Comptez les lignes des enregistrements ci-dessous qui contiennent la chaîne « button » et donnez uniquement ce nombre, s'il vous plaît.

> [DONNÉES FOURNIES]:
○ ○ ○

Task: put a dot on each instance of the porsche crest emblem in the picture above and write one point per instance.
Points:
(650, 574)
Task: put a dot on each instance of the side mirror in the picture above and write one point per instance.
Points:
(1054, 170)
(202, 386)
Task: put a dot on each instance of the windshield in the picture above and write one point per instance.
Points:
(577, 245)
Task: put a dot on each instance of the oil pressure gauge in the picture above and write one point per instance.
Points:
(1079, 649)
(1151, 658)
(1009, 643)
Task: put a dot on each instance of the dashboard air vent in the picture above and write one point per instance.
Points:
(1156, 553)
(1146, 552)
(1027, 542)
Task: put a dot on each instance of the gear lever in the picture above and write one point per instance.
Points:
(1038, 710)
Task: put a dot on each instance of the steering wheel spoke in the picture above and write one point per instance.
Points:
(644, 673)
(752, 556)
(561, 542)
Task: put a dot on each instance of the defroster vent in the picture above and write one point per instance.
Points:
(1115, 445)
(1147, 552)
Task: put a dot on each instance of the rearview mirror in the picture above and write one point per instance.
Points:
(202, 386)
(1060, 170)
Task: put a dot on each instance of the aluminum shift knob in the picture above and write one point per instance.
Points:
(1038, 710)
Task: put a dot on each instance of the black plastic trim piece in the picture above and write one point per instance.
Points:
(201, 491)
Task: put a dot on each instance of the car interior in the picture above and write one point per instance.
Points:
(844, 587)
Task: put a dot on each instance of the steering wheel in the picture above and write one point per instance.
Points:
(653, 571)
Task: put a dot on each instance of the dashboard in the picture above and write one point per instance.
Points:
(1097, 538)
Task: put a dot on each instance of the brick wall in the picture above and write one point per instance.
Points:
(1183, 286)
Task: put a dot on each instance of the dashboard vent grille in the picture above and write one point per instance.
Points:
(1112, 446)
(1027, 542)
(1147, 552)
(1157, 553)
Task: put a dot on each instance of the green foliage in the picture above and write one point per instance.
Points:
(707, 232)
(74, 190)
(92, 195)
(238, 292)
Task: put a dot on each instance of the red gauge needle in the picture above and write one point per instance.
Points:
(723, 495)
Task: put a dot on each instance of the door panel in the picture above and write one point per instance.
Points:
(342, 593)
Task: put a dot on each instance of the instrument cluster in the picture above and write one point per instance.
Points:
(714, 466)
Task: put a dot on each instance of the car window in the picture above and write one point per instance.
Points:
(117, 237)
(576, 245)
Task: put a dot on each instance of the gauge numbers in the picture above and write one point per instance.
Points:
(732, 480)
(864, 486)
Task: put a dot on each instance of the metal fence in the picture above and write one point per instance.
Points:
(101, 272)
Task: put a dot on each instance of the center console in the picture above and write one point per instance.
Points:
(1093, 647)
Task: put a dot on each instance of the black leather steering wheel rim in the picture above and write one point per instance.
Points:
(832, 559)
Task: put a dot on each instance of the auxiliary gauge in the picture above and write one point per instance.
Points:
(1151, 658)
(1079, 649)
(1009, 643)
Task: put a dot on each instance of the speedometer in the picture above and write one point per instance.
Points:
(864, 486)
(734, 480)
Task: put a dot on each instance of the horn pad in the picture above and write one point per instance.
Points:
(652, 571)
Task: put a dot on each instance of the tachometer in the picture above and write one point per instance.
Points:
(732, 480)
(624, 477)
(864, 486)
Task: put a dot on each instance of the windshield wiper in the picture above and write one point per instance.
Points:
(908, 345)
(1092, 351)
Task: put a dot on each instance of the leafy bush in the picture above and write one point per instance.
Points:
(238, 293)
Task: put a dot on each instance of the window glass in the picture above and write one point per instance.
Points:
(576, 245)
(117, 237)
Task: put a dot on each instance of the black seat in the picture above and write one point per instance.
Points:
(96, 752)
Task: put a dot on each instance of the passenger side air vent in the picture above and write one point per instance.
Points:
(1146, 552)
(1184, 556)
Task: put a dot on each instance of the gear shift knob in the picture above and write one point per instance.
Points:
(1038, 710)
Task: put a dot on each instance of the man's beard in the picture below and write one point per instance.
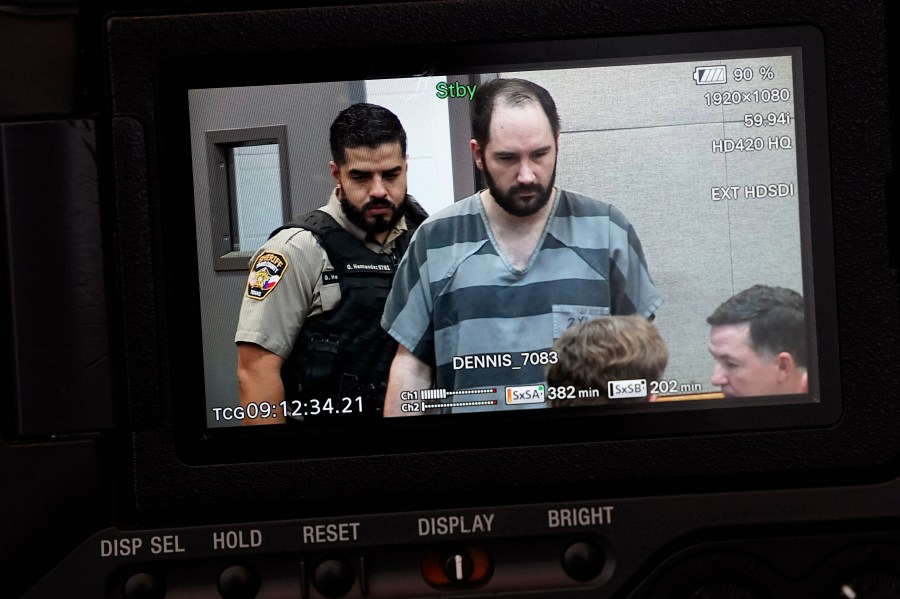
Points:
(380, 222)
(510, 201)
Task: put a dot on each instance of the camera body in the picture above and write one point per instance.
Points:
(782, 505)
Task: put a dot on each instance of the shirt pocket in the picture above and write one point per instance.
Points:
(329, 293)
(568, 315)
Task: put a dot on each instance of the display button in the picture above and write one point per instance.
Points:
(583, 561)
(459, 567)
(144, 586)
(238, 582)
(455, 566)
(333, 578)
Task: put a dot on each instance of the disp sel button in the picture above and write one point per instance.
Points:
(144, 586)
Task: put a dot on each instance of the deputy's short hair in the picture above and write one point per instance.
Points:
(364, 125)
(775, 316)
(591, 354)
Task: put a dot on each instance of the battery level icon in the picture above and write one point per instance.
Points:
(710, 75)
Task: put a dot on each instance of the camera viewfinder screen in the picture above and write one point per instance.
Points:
(602, 234)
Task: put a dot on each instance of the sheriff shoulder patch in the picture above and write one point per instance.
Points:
(265, 274)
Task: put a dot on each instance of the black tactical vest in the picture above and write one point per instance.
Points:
(344, 353)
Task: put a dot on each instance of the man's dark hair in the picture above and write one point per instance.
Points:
(364, 125)
(511, 92)
(775, 315)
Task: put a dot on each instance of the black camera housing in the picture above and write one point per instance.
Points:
(772, 471)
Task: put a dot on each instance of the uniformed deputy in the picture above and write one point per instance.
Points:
(309, 338)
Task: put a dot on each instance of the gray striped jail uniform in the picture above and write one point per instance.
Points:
(455, 295)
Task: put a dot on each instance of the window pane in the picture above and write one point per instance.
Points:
(257, 184)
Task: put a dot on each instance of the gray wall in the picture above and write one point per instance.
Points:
(307, 112)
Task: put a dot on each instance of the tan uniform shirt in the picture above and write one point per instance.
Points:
(286, 283)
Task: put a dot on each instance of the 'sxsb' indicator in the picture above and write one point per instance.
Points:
(710, 75)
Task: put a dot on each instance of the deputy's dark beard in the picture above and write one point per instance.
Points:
(381, 222)
(509, 201)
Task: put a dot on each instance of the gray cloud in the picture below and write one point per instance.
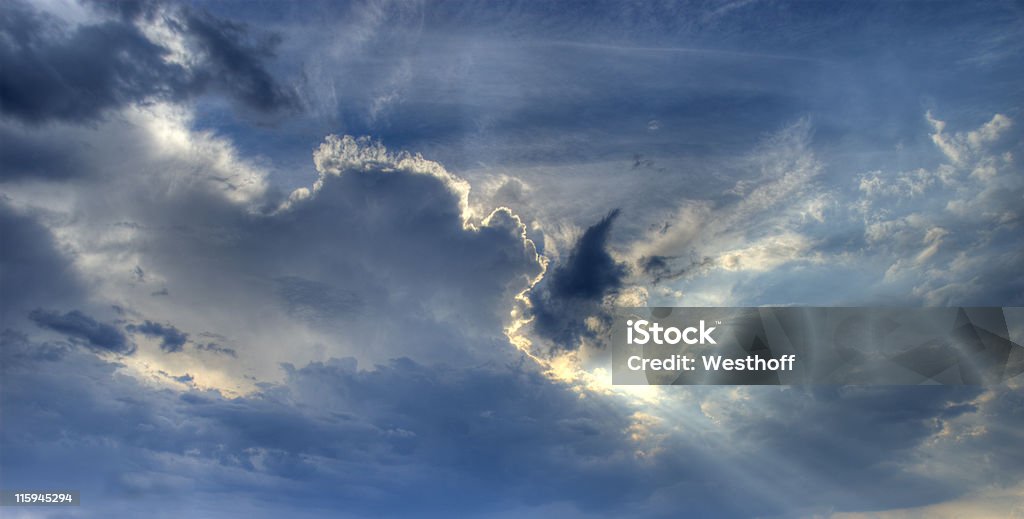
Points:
(75, 325)
(573, 290)
(78, 74)
(171, 339)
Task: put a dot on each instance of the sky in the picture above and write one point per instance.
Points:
(358, 259)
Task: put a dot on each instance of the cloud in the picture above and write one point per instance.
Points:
(162, 52)
(33, 269)
(172, 340)
(573, 290)
(75, 325)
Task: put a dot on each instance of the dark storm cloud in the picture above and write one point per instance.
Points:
(315, 302)
(171, 339)
(55, 73)
(404, 438)
(392, 439)
(75, 325)
(573, 290)
(216, 348)
(662, 268)
(33, 270)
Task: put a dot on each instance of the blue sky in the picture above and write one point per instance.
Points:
(357, 259)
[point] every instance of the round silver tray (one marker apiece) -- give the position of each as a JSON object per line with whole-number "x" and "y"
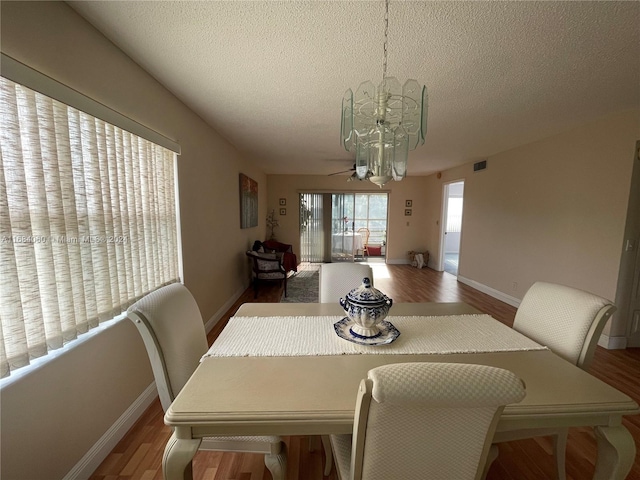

○ ○ ○

> [CORRIGÉ]: 2